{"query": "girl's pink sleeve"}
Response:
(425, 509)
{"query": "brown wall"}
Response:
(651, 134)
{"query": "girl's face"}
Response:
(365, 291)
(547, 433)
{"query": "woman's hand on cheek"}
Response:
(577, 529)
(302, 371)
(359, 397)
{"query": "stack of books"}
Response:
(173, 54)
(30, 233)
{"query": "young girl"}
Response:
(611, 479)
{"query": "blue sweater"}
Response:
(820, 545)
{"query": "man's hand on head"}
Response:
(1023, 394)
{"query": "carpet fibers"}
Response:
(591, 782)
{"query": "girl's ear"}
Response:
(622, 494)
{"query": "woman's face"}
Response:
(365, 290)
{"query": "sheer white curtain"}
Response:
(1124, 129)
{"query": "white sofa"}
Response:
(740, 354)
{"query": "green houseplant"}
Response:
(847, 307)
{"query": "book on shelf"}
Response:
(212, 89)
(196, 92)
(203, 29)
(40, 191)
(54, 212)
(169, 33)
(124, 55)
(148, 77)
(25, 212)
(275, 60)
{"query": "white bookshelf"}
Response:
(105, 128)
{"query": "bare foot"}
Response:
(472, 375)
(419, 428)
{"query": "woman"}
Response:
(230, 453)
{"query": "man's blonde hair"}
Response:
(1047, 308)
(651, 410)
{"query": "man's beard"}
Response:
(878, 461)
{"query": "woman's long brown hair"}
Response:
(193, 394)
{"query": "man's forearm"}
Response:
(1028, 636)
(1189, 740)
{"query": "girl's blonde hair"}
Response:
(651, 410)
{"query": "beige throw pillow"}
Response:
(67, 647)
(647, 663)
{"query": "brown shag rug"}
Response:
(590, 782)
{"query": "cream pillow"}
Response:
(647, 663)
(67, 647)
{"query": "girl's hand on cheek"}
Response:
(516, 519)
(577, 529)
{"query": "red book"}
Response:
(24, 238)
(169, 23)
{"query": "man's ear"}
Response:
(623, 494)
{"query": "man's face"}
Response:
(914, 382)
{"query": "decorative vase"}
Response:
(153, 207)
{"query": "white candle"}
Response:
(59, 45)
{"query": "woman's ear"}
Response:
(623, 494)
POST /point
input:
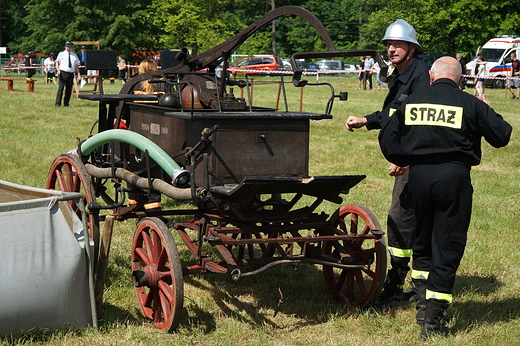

● ● ● ●

Written problem
Which lines in the data above contain the word "pillow"? Report each of those lines in full.

Answer to the exercise
{"query": "beige throw pillow"}
{"query": "cream pillow"}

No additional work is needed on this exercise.